▸ ASSIGNED TASK
Copy the data exactly. No line may be skipped.

▸ SUPPLIED ENTRIES

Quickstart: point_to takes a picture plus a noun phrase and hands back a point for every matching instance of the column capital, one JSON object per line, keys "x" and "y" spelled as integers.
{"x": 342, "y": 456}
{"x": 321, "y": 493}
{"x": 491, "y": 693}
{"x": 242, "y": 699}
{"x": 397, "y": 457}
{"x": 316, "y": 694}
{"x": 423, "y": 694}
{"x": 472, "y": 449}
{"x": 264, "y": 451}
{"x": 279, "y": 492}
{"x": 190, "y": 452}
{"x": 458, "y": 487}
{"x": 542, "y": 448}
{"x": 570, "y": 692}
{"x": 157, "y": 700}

▸ RESPONSE BOX
Quickstart: point_to takes a picture plus a noun phrase and hands back a point for every matching instance of the column capital, one JSON object per line, keys "x" and "y" spelled as integers.
{"x": 342, "y": 456}
{"x": 321, "y": 493}
{"x": 491, "y": 693}
{"x": 242, "y": 699}
{"x": 397, "y": 457}
{"x": 316, "y": 694}
{"x": 423, "y": 694}
{"x": 472, "y": 449}
{"x": 264, "y": 451}
{"x": 279, "y": 492}
{"x": 190, "y": 452}
{"x": 458, "y": 487}
{"x": 542, "y": 448}
{"x": 570, "y": 692}
{"x": 157, "y": 700}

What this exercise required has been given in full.